Records provided section start
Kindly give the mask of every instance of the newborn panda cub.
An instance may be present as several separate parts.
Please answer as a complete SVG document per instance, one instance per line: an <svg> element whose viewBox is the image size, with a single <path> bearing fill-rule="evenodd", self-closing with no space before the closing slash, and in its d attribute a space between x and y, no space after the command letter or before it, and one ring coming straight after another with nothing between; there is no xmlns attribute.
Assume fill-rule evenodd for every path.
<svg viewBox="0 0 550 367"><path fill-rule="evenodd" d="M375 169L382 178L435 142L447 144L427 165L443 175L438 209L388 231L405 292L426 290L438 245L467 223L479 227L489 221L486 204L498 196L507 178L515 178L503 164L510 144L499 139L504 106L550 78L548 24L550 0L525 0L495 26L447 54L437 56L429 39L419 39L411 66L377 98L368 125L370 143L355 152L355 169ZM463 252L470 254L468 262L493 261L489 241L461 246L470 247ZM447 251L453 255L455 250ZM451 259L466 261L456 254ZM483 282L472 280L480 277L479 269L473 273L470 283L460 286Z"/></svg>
Records provided section end
_Work instruction:_ Copy every line that appears above, with each word kept as it is.

_Answer section:_
Kindly give the mask of every instance of the newborn panda cub.
An instance may be present as several separate parts.
Please answer as a complete SVG document per instance, one instance per line: an <svg> element whose viewBox is the image size, with a single <path> bearing fill-rule="evenodd", self-closing with no space before the closing slash, and in its d attribute a space between x and y, no space after the command letter or before it, and one ring coming straight after another with nothing between; there is no xmlns attribute.
Assume fill-rule evenodd for every path.
<svg viewBox="0 0 550 367"><path fill-rule="evenodd" d="M375 169L382 178L435 142L447 144L427 165L443 175L438 209L388 231L405 292L426 290L438 245L467 223L479 227L489 221L486 204L498 196L507 178L515 178L503 164L510 144L499 139L504 106L550 78L548 24L550 0L525 0L495 26L447 54L437 56L429 39L419 39L411 66L377 98L368 125L370 143L355 152L355 169ZM463 252L470 254L468 262L493 261L489 241L461 246L470 247ZM447 251L453 255L455 250ZM451 259L466 261L456 254ZM483 282L472 280L480 277L479 269L473 273L470 283L460 286Z"/></svg>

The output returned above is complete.